**Selected text:**

——

David Hockney

Go East, Old Man – A recent article for The Dalesman

While this article was first published in The Dalesman, an online version of this article can also be found here on Sabotage Times

Dalesman cover May 2011

Go East Old Man; David Hockney in East Yorkshire

The work David Hockney has been undertaking in East Yorkshire has changed my understanding of my home county. I wish it could do the same for more of my neighbours.

What were once simple journeys from Hull to Malton or to Pocklington or from any random point in East Yorkshire to any other random point have, over the past four or five years, become long, unfocussed meanders. Trips to local parks with my partner and infant daughter have been replaced with extended ventures up hill and down the Wolds. See, there’s a genius at work in my backyard, documenting the landscape I grew up in and presenting the globe with his vision of the Riding he now calls home. Because of all this and because I want to understand more deeply the beauty that surrounds me, I’ve slowly (and for my family, infuriatingly) become a Hockney Hunter.

Over the past decade David Hockney – CH, RA, one of the most influential artists of the twentieth century and labelled Britain’s favourite artist, has gradually forsaken his Los Angeles, California home for a permanent base in Bridlington, East Yorkshire. He left the glitz, glamour and cosseting sunshine to live in a (rather handsome, it must be said) simple red brick house near the fairground rides, candy floss, chips and seagull poo of Brid. The warm Pacific lapping by his door has been replaced by the bite of the icy North Sea. Where most people his age are retiring to sunnier seats, he is standing in the corner of muddy fields in the least fancied of the Yorkshire Ridings, whipped by snow, sleet and rain. Why? Simply because it’s caught his eye.

The eye that helped define Pop Art and has made masterful art out of some of the most dramatic landscapes on Earth has been turned to the humble flowers and trees and hedgerows round Wetwang, Thwing and Fridaythorpe. And I couldn’t be more delighted. When I started happening upon Hockney’s East Yorkshire work it was a revelation. The first one I saw was a mid 90’s watercolour called ‘a gap in the hedgerow’. It’s a simple drawing perfectly summed up by the title. Just a hedge, a verge and some hills in the distance, but without knowing the title or the artist I knew absolutely that it was East Yorkshire. I knew because I’d seen those elements in that layout with my naked eye every day of my forty-odd years. But I’d never seen them captured so perfectly in art. When I found out it was by Hockney and that he was turning out incredible landscape works just round the corner from my house on a daily basis I very quickly became more than a little obsessed. Not in a sad ‘look-look-there’s-a-celebrity’ kind of way but in a ‘how-have-i-not-seen-my-home-this-way-before?’ kind of way.

——

**Data rows:**
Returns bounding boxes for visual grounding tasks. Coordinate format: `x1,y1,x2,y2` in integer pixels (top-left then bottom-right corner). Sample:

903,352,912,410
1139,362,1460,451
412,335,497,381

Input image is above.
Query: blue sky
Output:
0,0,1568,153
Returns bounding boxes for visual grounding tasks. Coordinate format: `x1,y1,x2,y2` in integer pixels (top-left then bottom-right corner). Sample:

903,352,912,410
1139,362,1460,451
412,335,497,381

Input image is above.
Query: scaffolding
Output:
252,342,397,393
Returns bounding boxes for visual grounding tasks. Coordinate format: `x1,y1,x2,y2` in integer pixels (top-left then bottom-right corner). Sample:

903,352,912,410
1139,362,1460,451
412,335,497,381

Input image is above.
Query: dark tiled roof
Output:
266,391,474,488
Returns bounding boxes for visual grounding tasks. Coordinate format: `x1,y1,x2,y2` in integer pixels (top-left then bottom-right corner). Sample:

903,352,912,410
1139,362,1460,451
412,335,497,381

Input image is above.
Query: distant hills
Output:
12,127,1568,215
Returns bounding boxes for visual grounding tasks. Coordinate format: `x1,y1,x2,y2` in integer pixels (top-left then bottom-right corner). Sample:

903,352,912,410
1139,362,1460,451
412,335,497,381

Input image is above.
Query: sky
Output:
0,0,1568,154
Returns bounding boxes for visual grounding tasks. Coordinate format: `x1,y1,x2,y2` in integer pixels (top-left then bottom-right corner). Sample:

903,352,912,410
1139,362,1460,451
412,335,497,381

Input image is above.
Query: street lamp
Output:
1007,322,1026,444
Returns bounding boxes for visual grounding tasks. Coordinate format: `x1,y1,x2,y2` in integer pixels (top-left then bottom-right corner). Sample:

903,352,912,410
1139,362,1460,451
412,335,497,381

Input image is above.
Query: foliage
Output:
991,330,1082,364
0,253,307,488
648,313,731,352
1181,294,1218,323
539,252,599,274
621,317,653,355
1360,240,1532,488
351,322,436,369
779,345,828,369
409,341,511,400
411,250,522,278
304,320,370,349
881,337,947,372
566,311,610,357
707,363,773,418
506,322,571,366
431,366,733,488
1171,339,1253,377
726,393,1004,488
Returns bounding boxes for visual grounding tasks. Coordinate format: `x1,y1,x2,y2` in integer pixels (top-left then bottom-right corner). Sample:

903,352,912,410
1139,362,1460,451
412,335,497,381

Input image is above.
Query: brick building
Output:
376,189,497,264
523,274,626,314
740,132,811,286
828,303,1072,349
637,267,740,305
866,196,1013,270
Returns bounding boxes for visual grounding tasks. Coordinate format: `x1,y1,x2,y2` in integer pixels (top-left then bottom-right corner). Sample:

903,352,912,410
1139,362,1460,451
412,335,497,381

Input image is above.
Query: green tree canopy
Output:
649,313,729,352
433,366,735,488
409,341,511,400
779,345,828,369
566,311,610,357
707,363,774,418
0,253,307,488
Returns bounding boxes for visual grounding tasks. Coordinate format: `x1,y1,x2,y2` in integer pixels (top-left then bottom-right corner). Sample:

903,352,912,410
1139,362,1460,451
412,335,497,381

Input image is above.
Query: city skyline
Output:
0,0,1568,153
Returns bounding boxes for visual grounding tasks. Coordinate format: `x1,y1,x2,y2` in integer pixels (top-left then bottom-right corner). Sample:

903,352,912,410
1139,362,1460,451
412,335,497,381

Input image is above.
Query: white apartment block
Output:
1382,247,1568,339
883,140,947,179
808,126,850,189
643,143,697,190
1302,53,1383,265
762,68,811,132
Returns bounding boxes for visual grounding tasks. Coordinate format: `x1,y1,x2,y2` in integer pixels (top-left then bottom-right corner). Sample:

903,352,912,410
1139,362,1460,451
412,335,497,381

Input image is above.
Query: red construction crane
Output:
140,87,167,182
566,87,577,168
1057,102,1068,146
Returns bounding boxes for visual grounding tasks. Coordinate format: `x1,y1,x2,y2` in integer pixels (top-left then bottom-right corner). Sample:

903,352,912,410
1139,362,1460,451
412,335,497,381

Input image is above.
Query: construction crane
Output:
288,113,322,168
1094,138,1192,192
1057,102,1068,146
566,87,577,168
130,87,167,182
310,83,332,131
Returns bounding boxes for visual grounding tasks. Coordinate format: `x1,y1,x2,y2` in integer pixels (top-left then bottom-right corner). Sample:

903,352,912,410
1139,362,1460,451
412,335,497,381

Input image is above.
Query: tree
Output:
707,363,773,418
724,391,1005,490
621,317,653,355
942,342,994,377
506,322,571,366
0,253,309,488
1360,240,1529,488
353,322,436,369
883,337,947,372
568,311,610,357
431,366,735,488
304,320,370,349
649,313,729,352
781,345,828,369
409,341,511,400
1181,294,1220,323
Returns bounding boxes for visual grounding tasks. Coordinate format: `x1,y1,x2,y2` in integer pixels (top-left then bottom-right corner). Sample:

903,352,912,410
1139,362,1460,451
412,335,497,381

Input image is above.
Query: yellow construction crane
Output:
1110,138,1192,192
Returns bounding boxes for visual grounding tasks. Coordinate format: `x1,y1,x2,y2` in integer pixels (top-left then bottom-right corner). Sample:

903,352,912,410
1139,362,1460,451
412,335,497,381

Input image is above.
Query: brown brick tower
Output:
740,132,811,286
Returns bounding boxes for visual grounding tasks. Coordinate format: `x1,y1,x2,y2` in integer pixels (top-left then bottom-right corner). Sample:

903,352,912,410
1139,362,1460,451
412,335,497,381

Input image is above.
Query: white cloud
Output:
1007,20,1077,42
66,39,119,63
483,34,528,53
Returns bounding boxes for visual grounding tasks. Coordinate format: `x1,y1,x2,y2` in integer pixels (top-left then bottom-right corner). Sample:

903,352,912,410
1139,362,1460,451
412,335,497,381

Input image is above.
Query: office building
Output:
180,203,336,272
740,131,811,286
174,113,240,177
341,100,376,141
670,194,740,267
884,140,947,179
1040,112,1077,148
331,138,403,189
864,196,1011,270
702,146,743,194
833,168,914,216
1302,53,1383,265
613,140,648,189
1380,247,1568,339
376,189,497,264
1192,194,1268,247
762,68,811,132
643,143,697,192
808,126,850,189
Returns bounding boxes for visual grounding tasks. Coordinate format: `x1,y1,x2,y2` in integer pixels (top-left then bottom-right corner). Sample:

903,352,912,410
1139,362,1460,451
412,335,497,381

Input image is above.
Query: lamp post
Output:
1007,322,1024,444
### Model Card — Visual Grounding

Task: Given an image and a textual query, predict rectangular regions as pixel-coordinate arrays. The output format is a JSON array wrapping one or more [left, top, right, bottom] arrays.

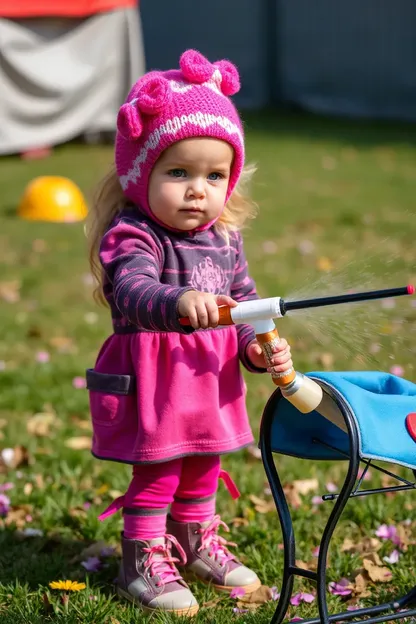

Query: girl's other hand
[[178, 290, 238, 329]]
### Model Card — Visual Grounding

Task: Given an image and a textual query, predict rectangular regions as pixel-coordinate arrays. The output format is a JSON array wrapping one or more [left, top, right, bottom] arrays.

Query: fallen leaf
[[292, 479, 319, 496], [363, 559, 393, 583], [108, 490, 124, 498], [23, 483, 33, 496], [26, 412, 56, 437], [0, 505, 33, 529], [71, 416, 92, 431], [316, 256, 332, 272], [0, 280, 21, 303], [77, 540, 114, 560], [341, 537, 382, 554], [283, 483, 302, 509], [351, 574, 371, 598], [230, 518, 250, 527], [0, 445, 31, 474], [65, 436, 91, 451], [295, 559, 310, 570], [49, 336, 77, 353], [237, 585, 273, 611], [202, 598, 221, 609], [249, 494, 276, 513]]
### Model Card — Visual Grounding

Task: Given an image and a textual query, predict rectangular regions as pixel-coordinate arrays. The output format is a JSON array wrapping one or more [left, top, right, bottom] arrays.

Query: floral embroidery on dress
[[189, 256, 228, 295]]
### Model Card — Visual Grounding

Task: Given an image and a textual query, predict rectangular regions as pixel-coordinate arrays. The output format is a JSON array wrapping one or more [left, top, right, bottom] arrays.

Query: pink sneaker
[[167, 516, 261, 594], [117, 535, 199, 617]]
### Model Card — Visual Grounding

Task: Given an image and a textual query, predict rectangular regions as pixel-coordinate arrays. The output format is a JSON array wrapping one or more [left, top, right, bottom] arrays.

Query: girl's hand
[[246, 338, 293, 373], [178, 290, 238, 329]]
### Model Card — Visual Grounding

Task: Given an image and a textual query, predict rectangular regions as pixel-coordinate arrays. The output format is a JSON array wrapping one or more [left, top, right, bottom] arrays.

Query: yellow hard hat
[[18, 176, 88, 223]]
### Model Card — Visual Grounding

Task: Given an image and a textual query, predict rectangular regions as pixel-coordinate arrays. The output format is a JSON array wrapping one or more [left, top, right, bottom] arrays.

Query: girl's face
[[149, 138, 234, 231]]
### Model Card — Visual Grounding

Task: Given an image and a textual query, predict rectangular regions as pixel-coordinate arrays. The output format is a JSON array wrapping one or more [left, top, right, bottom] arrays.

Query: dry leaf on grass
[[230, 518, 250, 527], [49, 336, 77, 353], [26, 412, 56, 437], [71, 416, 92, 431], [202, 598, 221, 609], [237, 585, 273, 611], [283, 483, 302, 509], [249, 494, 276, 513], [350, 574, 371, 598], [65, 436, 91, 451], [0, 445, 31, 474], [0, 505, 33, 529], [341, 537, 382, 553], [0, 280, 21, 303], [363, 559, 393, 583]]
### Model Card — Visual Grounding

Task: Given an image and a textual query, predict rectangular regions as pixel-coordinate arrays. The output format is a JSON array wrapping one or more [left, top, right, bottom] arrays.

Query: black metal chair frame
[[260, 380, 416, 624]]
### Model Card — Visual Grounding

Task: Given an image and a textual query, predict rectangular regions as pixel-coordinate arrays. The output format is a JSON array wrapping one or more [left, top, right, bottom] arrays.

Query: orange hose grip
[[256, 329, 296, 387], [179, 306, 234, 326]]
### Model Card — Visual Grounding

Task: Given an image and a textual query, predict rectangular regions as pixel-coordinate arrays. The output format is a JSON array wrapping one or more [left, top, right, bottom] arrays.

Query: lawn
[[0, 113, 416, 624]]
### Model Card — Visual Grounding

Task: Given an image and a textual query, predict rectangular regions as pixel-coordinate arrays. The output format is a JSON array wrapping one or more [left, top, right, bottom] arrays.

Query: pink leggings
[[123, 455, 220, 540]]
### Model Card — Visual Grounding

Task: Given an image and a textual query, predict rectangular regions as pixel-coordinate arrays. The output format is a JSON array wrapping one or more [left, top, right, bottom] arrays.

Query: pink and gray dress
[[87, 207, 264, 464]]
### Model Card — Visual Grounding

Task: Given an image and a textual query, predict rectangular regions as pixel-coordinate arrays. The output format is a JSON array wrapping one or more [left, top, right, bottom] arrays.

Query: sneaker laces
[[143, 535, 186, 587], [198, 515, 237, 567]]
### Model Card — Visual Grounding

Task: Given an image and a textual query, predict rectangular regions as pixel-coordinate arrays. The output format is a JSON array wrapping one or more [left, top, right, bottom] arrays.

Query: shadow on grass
[[0, 529, 119, 597]]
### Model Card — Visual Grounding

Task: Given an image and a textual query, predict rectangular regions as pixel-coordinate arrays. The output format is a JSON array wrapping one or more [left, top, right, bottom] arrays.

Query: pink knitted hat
[[115, 50, 244, 229]]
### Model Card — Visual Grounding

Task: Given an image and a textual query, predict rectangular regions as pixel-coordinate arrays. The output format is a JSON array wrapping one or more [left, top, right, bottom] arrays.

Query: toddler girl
[[87, 50, 292, 615]]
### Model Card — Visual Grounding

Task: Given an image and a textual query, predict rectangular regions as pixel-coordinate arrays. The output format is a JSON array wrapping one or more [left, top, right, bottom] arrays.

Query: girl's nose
[[186, 178, 205, 198]]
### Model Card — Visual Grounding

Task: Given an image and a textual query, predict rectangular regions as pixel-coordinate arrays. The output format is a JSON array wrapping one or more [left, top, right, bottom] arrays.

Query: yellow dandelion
[[49, 581, 86, 591]]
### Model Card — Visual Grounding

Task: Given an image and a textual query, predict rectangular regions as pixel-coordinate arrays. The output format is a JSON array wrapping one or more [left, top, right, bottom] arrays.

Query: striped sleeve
[[231, 232, 266, 373], [100, 219, 192, 333]]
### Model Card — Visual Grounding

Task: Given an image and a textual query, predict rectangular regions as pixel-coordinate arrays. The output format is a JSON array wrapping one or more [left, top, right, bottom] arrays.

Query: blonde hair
[[85, 165, 257, 305]]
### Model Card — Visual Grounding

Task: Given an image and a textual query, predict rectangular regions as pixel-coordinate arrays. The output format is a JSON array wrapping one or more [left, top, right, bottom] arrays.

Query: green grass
[[0, 113, 416, 624]]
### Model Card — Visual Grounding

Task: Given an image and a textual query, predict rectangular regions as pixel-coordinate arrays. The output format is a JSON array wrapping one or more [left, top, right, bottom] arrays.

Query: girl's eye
[[208, 171, 224, 181], [168, 169, 186, 178]]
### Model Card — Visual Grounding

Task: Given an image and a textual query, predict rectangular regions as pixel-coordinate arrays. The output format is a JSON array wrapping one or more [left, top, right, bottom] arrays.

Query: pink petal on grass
[[233, 607, 248, 615], [325, 482, 338, 492], [328, 578, 352, 596], [290, 592, 315, 607], [0, 481, 14, 492], [312, 546, 320, 557], [270, 586, 280, 600], [0, 494, 10, 516], [311, 496, 324, 505], [383, 549, 400, 563], [390, 364, 404, 377], [35, 351, 50, 364], [358, 468, 372, 481], [72, 377, 87, 390], [81, 557, 101, 572], [230, 587, 246, 598], [262, 241, 277, 254]]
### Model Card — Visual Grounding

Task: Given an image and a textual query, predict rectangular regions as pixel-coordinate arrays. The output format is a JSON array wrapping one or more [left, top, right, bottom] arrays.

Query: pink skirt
[[89, 327, 253, 463]]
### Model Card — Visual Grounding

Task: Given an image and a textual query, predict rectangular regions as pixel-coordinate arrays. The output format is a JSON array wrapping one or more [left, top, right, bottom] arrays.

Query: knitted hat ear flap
[[117, 100, 143, 141]]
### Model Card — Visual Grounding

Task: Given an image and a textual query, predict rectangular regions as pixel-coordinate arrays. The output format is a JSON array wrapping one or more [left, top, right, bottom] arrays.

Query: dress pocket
[[86, 369, 137, 427]]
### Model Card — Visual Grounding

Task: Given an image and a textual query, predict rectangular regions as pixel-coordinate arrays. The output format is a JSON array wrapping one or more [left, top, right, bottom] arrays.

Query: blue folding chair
[[260, 372, 416, 624]]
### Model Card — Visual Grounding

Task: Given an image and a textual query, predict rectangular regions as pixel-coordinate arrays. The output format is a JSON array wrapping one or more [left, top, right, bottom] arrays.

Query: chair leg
[[260, 419, 296, 624], [317, 446, 360, 624]]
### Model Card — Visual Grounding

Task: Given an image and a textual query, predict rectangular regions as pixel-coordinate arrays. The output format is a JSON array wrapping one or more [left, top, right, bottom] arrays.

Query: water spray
[[180, 284, 415, 431]]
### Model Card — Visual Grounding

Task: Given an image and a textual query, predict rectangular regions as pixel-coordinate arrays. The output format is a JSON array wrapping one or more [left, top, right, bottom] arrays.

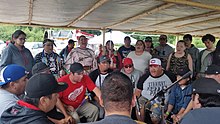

——

**Task instructions:** Extend the article about David Hockney's work in East Yorkshire, picking up after its final paragraph. The entries are separate material and have no connection to the Hockney article.

**Reply:**
I sought Hockney out – the pictures, the documentaries the newspaper articles, trying to find out what was happening and revelling in it. These days I see colours and patterns in the countryside of East Yorkshire that had simply not registered before. Purply-pinks in the flower tops, vivid green whorls in the trees. I’ve a new found fascination with every thistle in every thicket and there’s revelations waiting in every coppice between Bugthorpe and Boynton. I keep finding reasons to take unwarranted diversions around farm tracks and drive around to see new corners of a county I thought held no more mystery. I’m not saying I now see all this like a Hockney painting but he has made me reappraise the way I interact with the landscape and, for the first time in my life, I’m looking at it all afresh. Also, I secretly hope that as I meander around I’ll catch sight of a corner of an easel poking up from over a hedge and closer investigation will reveal a white-capped pensioner furiously slaving away turning an unprepossessing ploughed field in to a masterwork.

Hockney is doing something truly wonderful in this part of the World. When I see a field or view in East Yorkshire I don’t see it like he does. I don’t see the colours as vividly or the glory in the everyday. I think it’s because I’ve seen it forever and while my eyes see, say, the actual ‘Bigger’ trees he painted near Warter on a Summer day my brain retains a residual image of the same scene in Autumn or Winter and includes that information in my vision. My memory blurs the picture until it becomes just some trees. Hockney, however, will paint the same aspect everyday for months to eradicate the residual memory and live in the moment. He consequently sees those trees, in that moment, in that’s day’s conditions and represents that immediacy in his images. And he does this so simply, an impression created in a few lines, in the same way a good chef diligently works a stock until it becomes something refined and intense but reduces in volume. Except Hockney often goes large.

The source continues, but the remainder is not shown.